◆ Page excerpt
Going out on a day trip to snorkel is a fun way to engage with nature and see a whole new world—the underwater world. However, this fun day trip can quickly turn into a nightmare if one of your kids gets motion sick.
Our first snorkeling trip started out exciting as the boat took off from the harbor; the water glistened; and my daughters looked for mermaids. After 3 stops to snorkel, we headed back. That was when the nightmare began—my son could no longer contain his discomfort, and he vomited.
Luckily, we saw the symptoms early enough, and I sat next to him with a bucket. For the rest of the trip, he and I sat in the designated back of the boat section. Soon, the back area was full. My son cried and moaned, and then he finally fell asleep. I had to skip lunch in order to minimize the queasy “after affects” of his experience.
As soon as the boat docked, he returned to his normal self and said, “I’m hungry!” Off to lunch we went. He was fine for the rest of the trip.
Second Attempt . . . Success
Our second snorkeling trip started out with medication. I purchased 2 types of over-the-counter motion sickness medication. The medicine worked; we enjoyed a shorter 3-hour snorkel trip that did not include lunch so we all went to eat after the trip.
Third . . . Failure & Lessons
Our third snorkeling trip started with medication, which made my son feel invincible. He convinced us to let him eat and drink. He seemed fine, until the wind increased and the sea became rougher. The medication could not stop his motion sickness, and the vomiting started.
As I sat consoling him in disbelief, I thought this trip is ruined, and there are 5 more hours to go. When the boat docked for the first snorkeling opportunity, my son looked up and said, “I want to swim and see the fish!”
So we geared the kids up, let them slide into the ocean and went snorkeling. The trip seemed redeemed until the last hour, sailing straight back without any stops and food would be served. At that point, I knew what would happen. So I offered my son a deal: No food, not even crackers for the rest of the trip, and when we dock, I will take you wherever you want to go to eat.
“Anywhere I want to go?”
He agreed. I gave him some medication, and he slept the whole way back. We kept our promise and ended up at a fast-food restaurant. The day trip turned into a success.
Fourth . . . Lessons & Rules
Here are some rules that I devised after these snorkeling trips in an attempt to help other families cope with day trips gone awry or families who simply want to know that they are not the only ones that stuff happens to as they travel.
Avoid the nightmare snorkeling trip with these 5 Simple Rules:
Rule 1: Eat a solid breakfast, something that will hold you for most of the day. I suggest having protein in whatever form appeals.
Rule 2: Pack a variety of anti-nausea medicine. There are several options available over the counter. The pros of these medicines is that they work and they allow people who are prone to motion sickness to enjoy a boat trip. The con of these medicines is the side-effect of drowsiness.
Rule 3: Do not eat anything while out on the water. Only drink ginger ale (ideally one with real ginger in it like Canada Dry) and nimble on some crackers, or organic candied ginger. This rule may be hard to follow on long day trips, but it is very important. Try packing your own ginger ale, candied ginger and crackers.

◆ What you should do
Based on the snorkeling account, explain why the writer skipped lunch during the first trip.

◆ Material supplied
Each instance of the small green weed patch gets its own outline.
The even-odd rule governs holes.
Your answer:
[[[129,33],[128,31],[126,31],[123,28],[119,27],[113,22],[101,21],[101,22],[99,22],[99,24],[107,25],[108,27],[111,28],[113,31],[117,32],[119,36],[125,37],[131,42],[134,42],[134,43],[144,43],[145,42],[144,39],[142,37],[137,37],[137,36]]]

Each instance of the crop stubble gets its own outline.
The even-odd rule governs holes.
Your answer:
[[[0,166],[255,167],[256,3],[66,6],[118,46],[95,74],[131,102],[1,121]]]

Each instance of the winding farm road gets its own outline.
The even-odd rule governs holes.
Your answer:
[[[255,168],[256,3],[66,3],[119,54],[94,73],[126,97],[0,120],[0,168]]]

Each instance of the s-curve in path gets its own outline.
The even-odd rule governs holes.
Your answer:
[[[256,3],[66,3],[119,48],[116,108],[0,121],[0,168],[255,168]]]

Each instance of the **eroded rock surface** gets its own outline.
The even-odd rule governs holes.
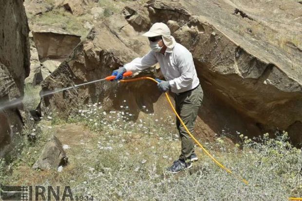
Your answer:
[[[280,41],[270,40],[270,33],[276,37],[284,34],[264,22],[269,23],[272,16],[265,18],[265,11],[250,12],[245,9],[236,14],[236,9],[244,8],[237,1],[162,0],[149,1],[146,7],[129,5],[122,16],[95,24],[87,40],[43,83],[43,90],[104,78],[142,56],[149,47],[141,32],[161,21],[168,24],[177,42],[193,54],[205,92],[196,123],[197,134],[209,138],[225,129],[231,134],[238,131],[257,136],[267,131],[273,134],[278,128],[287,130],[294,142],[301,142],[301,53],[283,48]],[[301,32],[299,22],[285,21]],[[265,32],[255,33],[259,30]],[[43,106],[68,116],[83,103],[100,100],[108,108],[114,107],[125,97],[132,100],[130,106],[136,115],[142,104],[151,111],[166,104],[155,84],[146,81],[87,85],[47,98]],[[167,110],[169,107],[159,112]]]
[[[32,32],[39,59],[67,58],[81,41],[80,36],[48,26],[35,26]]]
[[[66,165],[68,158],[63,149],[62,143],[55,135],[47,141],[39,158],[33,166],[33,168],[49,170]]]
[[[23,1],[0,0],[0,157],[22,126],[19,109],[30,71],[28,26]],[[3,108],[15,101],[16,109]]]

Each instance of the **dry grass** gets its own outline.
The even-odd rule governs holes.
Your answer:
[[[193,168],[174,176],[165,171],[180,149],[176,131],[171,129],[174,118],[151,114],[134,123],[124,103],[123,111],[106,113],[99,104],[88,106],[67,124],[62,124],[56,113],[44,117],[40,123],[43,134],[35,145],[20,150],[18,159],[10,164],[9,175],[2,162],[1,180],[70,185],[75,195],[93,195],[97,201],[266,201],[302,196],[301,151],[287,141],[286,133],[276,139],[266,134],[254,139],[241,135],[242,143],[233,148],[223,136],[213,143],[201,140],[219,161],[248,180],[248,185],[218,168],[198,148],[200,160]],[[66,150],[69,165],[61,172],[31,169],[53,133],[70,146]],[[88,134],[81,135],[83,133]]]

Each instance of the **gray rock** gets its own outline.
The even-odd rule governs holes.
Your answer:
[[[49,26],[35,26],[32,32],[40,60],[67,58],[81,41],[79,35]]]
[[[29,75],[29,28],[23,1],[0,0],[0,157],[23,127],[20,116],[24,79]],[[18,104],[17,104],[18,103]],[[13,126],[13,127],[12,127]]]
[[[68,158],[63,149],[62,144],[55,135],[47,141],[42,153],[33,166],[33,168],[49,170],[66,165]]]
[[[103,15],[104,9],[100,7],[95,7],[90,10],[90,12],[95,19],[97,19]]]

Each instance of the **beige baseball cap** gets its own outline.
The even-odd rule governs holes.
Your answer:
[[[166,46],[170,49],[173,48],[176,43],[174,37],[171,35],[169,28],[166,24],[162,22],[154,23],[152,25],[149,32],[145,33],[142,35],[147,37],[161,35]]]

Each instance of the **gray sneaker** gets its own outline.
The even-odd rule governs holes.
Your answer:
[[[192,163],[190,162],[186,162],[183,160],[178,159],[173,163],[173,165],[168,168],[167,170],[170,173],[176,174],[185,169],[189,169],[192,167]]]
[[[195,162],[198,160],[197,155],[195,153],[192,153],[189,158],[191,160],[191,162]]]

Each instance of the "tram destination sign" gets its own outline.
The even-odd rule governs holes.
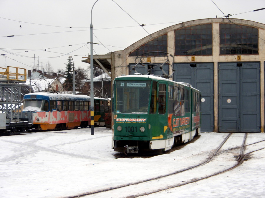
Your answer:
[[[146,82],[127,82],[127,87],[146,87]]]

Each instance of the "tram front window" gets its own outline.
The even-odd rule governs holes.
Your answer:
[[[23,104],[23,111],[48,111],[48,101],[42,100],[25,100]]]
[[[116,112],[147,113],[150,81],[116,82]]]

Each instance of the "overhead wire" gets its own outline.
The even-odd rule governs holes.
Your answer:
[[[126,13],[126,14],[127,14],[130,17],[131,17],[134,20],[134,21],[135,21],[135,22],[136,22],[138,24],[138,25],[139,25],[140,26],[141,26],[143,28],[143,29],[146,32],[146,33],[148,34],[148,35],[149,36],[150,35],[150,34],[149,34],[148,33],[148,32],[147,31],[146,31],[146,30],[143,27],[143,26],[145,26],[146,25],[145,25],[143,24],[142,24],[142,25],[140,25],[140,23],[139,23],[137,22],[135,19],[131,16],[128,13],[127,13],[127,12],[126,11],[125,11],[125,10],[124,10],[117,3],[116,3],[116,2],[115,2],[114,1],[114,0],[112,0],[112,1],[113,1],[113,2],[114,2],[116,4],[116,5],[117,5],[117,6],[118,6],[122,10],[123,10],[125,12],[125,13]]]

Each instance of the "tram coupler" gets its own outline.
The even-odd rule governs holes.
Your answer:
[[[138,146],[128,146],[125,147],[126,149],[126,152],[127,153],[138,153]]]

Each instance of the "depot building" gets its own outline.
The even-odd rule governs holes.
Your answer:
[[[93,58],[94,66],[112,80],[153,74],[200,90],[202,131],[264,132],[264,24],[234,18],[190,21]],[[90,63],[90,56],[84,58]]]

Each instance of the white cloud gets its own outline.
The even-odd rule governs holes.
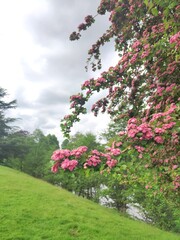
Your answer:
[[[0,85],[18,107],[10,111],[22,129],[40,128],[62,140],[60,119],[68,114],[69,96],[83,81],[100,72],[85,72],[87,51],[107,27],[107,17],[96,23],[82,39],[69,41],[87,14],[96,14],[99,0],[6,0],[0,1]],[[112,44],[103,52],[107,69],[116,61]],[[82,116],[76,131],[100,132],[109,118],[92,113]]]

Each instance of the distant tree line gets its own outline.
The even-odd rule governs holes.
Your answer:
[[[90,199],[97,203],[104,203],[109,207],[126,213],[129,204],[138,203],[145,214],[145,220],[164,229],[179,231],[177,201],[172,201],[171,196],[159,198],[146,194],[146,189],[140,185],[122,183],[113,174],[99,174],[99,169],[75,169],[71,174],[60,170],[58,174],[51,172],[51,155],[59,149],[59,142],[55,135],[45,136],[40,129],[33,133],[13,127],[15,119],[6,117],[6,110],[15,108],[16,101],[6,102],[6,91],[0,88],[0,165],[8,166],[23,171],[33,177],[43,179],[53,185],[60,186],[78,196]],[[111,146],[116,141],[117,131],[123,131],[123,120],[111,122],[108,128],[101,134],[101,141],[92,133],[80,132],[64,139],[61,149],[73,150],[79,146],[87,146],[87,155],[81,158],[82,164],[93,149],[103,152],[105,147]],[[131,156],[123,159],[131,162]],[[132,165],[133,169],[133,165]],[[127,169],[124,168],[124,172]],[[153,177],[153,173],[151,174]],[[136,195],[132,195],[133,189]],[[111,201],[109,201],[111,199]]]

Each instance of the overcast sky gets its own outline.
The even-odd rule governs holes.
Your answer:
[[[21,129],[39,128],[62,141],[59,124],[70,113],[70,95],[99,75],[86,72],[85,64],[88,49],[108,26],[108,16],[97,16],[79,41],[69,41],[69,35],[85,16],[96,15],[98,4],[99,0],[0,0],[0,86],[10,100],[17,100],[10,114],[20,118],[16,125]],[[106,70],[115,64],[113,44],[102,54]],[[106,115],[96,118],[89,113],[72,133],[99,133],[107,123]]]

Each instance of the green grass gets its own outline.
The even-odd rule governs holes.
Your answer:
[[[0,167],[1,240],[178,240],[145,223]]]

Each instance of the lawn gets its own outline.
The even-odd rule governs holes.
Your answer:
[[[2,240],[179,240],[59,187],[0,166]]]

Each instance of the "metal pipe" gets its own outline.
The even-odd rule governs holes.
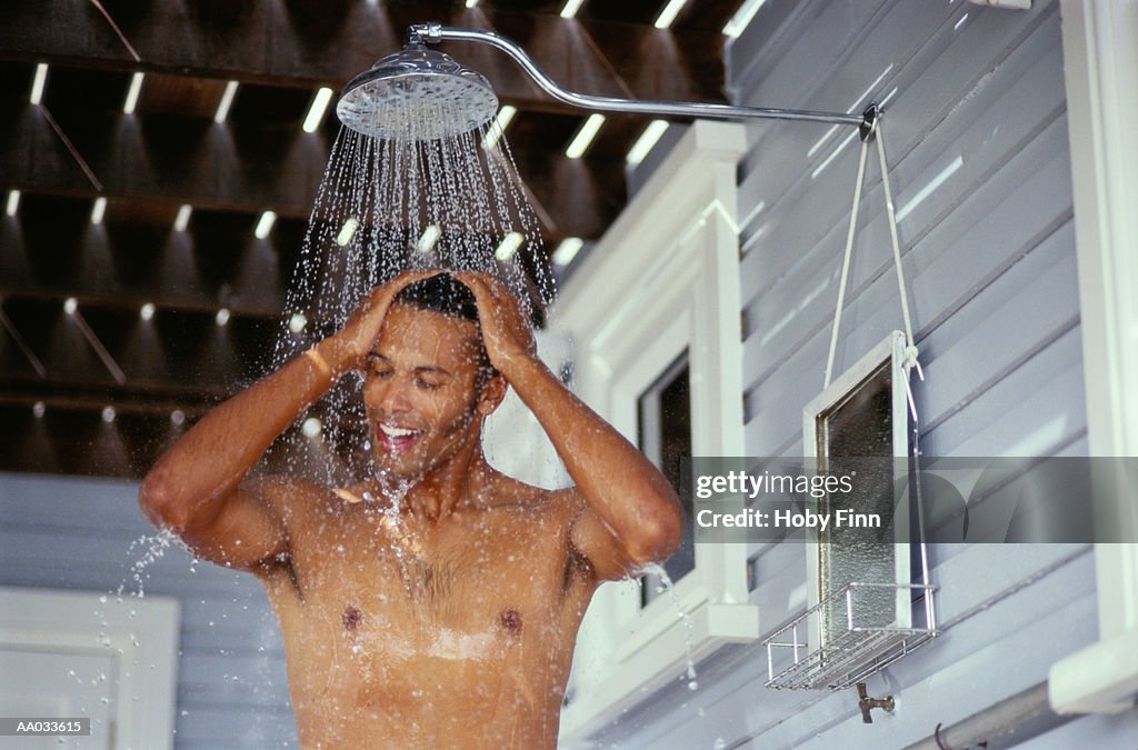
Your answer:
[[[905,750],[971,748],[976,743],[1007,734],[1024,722],[1049,710],[1047,683],[1042,682],[1022,693],[992,703],[953,726],[942,730],[938,724],[931,736],[908,745]]]
[[[872,135],[873,119],[880,116],[876,105],[860,115],[832,112],[809,112],[803,109],[774,109],[767,107],[740,107],[735,105],[699,104],[688,101],[643,101],[638,99],[617,99],[613,97],[593,97],[574,91],[566,91],[547,76],[533,58],[518,44],[493,32],[477,28],[457,28],[440,24],[417,24],[409,31],[409,41],[437,44],[443,41],[483,42],[496,47],[514,59],[526,73],[558,101],[572,107],[595,109],[599,112],[622,112],[637,115],[661,115],[665,117],[709,117],[712,119],[789,119],[800,122],[831,123],[852,125],[861,129],[863,140]],[[872,110],[872,114],[871,114]]]

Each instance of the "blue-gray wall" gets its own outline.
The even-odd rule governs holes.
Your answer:
[[[132,481],[0,473],[0,585],[138,593],[134,564],[156,535],[137,496]],[[141,584],[181,602],[174,747],[296,747],[280,631],[256,579],[172,546]]]
[[[1087,452],[1059,8],[1033,5],[768,0],[727,53],[740,104],[860,112],[888,98],[930,455]],[[801,455],[802,407],[822,390],[859,149],[847,130],[827,131],[749,131],[739,213],[750,455]],[[835,372],[902,325],[875,151],[867,174]],[[751,601],[769,634],[806,608],[805,552],[756,547],[752,560]],[[1045,681],[1097,638],[1088,547],[946,545],[931,563],[943,634],[868,681],[871,695],[897,697],[896,715],[863,724],[852,690],[769,690],[765,649],[737,645],[700,666],[696,693],[653,695],[594,739],[905,747]],[[1044,720],[1015,741],[1133,750],[1136,737],[1130,711]]]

◆ Answer section
The writer skipped lunch to minimize the queasy "after affects" of the son's motion sickness. The son had vomited on the way back and was sitting with the writer in the back section of the boat.